Re: Proposal -- Interpretation of DFSG on Artificial Intelligence (AI) Models

On Mon, 5 May 2025 at 01:05, Wouter Verhelst <wouter@debian.org> wrote:

On Sun, May 04, 2025 at 07:08:00PM +0200, Aigars Mahinovs wrote:
> On Sun, 4 May 2025 at 17:30, Wouter Verhelst <[1]w@uter.be> wrote:
>
> > Wikipedia definition is a layman's simplification.
> It may be a simplification, but that in and of itself does not make
> it
> incorrect.
>
> I have specifically addressed this point with examples in my reply.
> Copyright very clearly does not survive learning and then generation of
> new solutions. In humans that is a given.

Indeed.

> For software I would assume the equivalence, unless proven
> differently.

This is not a fact; this is your opinion. You base the rest of your
argument on it, so I'll call it an axiom: something to accept in order
for the rest of the argument to hold.

The problem is, I disagree with your axiom.

● **Objectives**
1: Answer these questions about the mailing-list thread on interpreting the DFSG for AI models:
(a) According to Aigars Mahinovs, in whom is it a given that copyright does not survive learning and then the generation of new solutions?
(b) What does Wouter Verhelst call the assumption that software is equivalent, given that the rest of the argument is based on it?
(c) What is proposed in the subject line?
2: Summarize the mailing-list thread on the DFSG and AI models in two sentences.
3: Write the next part of the mailing-list thread on the DFSG and AI models, picking up after its final line.

● **Stored records**

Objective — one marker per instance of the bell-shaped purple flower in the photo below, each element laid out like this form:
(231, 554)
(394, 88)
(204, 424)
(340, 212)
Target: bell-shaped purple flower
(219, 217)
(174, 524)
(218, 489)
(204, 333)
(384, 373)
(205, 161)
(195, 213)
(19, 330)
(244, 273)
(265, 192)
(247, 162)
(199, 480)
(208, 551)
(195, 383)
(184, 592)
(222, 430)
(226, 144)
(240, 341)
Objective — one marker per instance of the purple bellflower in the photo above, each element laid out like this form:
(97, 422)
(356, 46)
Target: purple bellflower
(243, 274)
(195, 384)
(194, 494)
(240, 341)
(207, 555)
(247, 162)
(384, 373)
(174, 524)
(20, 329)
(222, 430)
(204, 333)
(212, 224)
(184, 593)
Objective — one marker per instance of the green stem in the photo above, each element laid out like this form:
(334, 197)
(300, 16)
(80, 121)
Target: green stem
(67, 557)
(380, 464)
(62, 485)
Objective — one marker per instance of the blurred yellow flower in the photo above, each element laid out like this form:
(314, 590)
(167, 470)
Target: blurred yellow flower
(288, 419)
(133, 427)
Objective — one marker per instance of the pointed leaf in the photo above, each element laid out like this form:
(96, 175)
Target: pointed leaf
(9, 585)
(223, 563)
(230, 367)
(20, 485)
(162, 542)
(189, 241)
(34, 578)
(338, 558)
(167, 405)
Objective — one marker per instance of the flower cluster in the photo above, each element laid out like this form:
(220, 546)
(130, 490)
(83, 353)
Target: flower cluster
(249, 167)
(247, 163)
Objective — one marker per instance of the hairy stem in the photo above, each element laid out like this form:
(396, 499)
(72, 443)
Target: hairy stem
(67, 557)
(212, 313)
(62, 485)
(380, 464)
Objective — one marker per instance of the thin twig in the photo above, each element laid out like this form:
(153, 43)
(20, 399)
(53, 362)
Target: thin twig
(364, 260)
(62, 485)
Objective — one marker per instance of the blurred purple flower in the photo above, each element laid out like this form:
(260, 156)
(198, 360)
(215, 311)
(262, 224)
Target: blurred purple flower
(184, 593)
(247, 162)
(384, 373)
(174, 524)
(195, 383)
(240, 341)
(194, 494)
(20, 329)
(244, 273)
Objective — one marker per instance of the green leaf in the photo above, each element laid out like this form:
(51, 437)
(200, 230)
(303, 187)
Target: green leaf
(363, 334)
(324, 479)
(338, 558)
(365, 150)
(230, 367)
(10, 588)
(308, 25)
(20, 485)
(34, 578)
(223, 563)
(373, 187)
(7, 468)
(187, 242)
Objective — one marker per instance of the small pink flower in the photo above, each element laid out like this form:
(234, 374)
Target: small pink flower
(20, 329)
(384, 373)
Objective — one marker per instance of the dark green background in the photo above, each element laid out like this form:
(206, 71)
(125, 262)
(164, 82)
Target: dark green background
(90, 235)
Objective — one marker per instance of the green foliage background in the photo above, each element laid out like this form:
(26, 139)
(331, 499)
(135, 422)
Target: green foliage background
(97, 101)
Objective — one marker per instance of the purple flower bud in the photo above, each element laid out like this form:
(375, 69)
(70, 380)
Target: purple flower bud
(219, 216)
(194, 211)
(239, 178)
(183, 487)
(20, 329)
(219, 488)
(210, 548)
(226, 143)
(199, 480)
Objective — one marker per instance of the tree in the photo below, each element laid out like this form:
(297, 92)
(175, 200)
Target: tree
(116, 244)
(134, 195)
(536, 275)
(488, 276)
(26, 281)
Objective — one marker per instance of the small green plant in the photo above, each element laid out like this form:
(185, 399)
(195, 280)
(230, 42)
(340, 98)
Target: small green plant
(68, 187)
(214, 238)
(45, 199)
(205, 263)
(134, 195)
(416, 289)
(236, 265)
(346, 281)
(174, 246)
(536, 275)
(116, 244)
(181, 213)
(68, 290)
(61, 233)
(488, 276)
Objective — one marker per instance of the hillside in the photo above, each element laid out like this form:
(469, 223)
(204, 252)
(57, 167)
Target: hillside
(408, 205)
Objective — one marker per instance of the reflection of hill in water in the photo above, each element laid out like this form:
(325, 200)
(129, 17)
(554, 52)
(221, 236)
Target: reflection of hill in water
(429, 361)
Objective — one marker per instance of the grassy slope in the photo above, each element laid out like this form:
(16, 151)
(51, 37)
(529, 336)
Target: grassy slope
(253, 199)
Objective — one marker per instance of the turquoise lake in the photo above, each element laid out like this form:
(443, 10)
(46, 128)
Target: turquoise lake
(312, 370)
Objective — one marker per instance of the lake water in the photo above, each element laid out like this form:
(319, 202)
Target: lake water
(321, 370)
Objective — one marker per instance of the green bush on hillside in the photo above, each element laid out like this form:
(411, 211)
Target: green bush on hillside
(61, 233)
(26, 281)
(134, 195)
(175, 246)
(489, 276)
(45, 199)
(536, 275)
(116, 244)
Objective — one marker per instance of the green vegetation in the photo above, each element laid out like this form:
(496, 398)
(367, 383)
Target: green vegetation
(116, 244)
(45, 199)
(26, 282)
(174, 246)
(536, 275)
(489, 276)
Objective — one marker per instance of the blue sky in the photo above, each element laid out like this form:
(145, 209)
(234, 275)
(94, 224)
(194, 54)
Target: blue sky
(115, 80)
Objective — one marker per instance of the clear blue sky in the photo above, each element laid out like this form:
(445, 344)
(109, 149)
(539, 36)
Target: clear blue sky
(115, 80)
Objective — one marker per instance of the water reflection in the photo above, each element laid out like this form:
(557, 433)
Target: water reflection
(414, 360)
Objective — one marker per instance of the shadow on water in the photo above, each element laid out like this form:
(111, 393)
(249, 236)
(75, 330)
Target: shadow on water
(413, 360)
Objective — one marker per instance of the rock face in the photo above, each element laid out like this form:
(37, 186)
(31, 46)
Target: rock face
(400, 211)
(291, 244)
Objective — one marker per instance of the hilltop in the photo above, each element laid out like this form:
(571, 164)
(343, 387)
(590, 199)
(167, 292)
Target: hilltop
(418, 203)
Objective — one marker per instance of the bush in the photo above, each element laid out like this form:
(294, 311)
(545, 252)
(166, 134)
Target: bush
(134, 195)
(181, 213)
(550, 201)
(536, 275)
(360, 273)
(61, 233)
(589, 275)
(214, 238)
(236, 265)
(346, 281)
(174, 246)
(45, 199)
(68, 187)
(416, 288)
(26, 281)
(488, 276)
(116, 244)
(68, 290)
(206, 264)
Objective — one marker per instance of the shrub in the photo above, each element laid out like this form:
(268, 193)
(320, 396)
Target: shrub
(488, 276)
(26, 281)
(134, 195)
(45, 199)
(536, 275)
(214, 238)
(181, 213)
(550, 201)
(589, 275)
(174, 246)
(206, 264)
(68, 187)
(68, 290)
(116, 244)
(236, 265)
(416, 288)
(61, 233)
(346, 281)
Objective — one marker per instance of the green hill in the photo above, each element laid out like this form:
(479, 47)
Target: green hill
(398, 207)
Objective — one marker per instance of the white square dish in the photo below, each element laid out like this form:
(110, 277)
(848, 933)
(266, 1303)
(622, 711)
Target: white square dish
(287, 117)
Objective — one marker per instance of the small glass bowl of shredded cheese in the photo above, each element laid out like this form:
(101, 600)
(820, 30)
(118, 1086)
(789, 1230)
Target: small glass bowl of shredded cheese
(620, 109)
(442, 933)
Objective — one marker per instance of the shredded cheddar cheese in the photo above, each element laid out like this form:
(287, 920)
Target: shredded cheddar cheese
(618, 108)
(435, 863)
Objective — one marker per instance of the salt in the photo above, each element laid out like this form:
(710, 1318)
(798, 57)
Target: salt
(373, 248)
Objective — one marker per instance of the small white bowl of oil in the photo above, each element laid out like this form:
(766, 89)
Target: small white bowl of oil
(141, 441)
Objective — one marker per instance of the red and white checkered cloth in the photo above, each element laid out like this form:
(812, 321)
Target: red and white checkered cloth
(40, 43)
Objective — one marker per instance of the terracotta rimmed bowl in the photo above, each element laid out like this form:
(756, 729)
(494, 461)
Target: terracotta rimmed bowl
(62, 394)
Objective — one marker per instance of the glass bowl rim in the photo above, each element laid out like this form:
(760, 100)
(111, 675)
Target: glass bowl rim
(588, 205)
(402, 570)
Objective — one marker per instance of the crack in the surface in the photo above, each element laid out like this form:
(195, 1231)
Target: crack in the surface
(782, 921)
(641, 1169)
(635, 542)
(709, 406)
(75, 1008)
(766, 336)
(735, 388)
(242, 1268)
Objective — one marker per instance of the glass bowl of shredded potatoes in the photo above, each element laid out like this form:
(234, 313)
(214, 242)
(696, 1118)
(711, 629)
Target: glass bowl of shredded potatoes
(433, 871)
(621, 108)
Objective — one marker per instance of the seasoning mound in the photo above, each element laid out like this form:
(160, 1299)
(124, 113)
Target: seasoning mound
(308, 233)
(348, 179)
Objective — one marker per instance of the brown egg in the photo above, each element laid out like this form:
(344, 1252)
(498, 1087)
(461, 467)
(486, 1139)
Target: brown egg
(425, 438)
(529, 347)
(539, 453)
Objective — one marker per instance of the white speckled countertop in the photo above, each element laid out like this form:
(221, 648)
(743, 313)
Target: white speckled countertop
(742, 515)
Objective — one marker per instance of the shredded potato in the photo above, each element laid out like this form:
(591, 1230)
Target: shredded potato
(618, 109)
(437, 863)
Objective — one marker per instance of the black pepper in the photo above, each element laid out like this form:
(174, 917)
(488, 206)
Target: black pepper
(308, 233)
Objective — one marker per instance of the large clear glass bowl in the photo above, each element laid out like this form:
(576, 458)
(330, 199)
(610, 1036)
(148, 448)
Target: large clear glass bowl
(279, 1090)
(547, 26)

● **Expected answers**
1:
(a) In humans.
(b) An axiom, something to accept in order for the rest of the argument to hold.
(c) An interpretation of the DFSG on artificial intelligence (AI) models.

2: Aigars Mahinovs argues that copyright does not survive learning and the generation of new solutions, which he says is a given in humans and which he assumes holds equally for software unless proven otherwise. Wouter Verhelst agrees about humans but calls the software assumption an opinion rather than a fact, labels it an axiom on which the rest of the argument depends, and says he disagrees with it.

3:
To me, software and humans are two very different things. We know how
computers work; we can therefore reason what the output of a software
program is going to be based on the input that you give it. Whether that
program is a compiler or a trainer program for a deep learning model is
just a detail in that context. One computer chip of a given model and
stepping is 100% equivalent to another, and so any process that runs on
one of these chips will produce the same output on another.

The same is not true for human brains; we do not fully understand how
they work, we cannot predict what the resulting experience of a given
person is going to render based on the training that person has
received, and therefore we cannot predict how a given person is going to
write a particular piece of software.

Theoretically we could predict both, if we knew all the inputs and all the algorithms. We just practically do not know that for most humans. Following this logic to the extreme would make all human-written software to be non-free, because we can not reproduce the training inputs and the model software itself has no known source code. /s

But we don't need to go as far because the copyright law fair use does not require the transformation to be non-deterministic to be transformative. Or carried out by a human.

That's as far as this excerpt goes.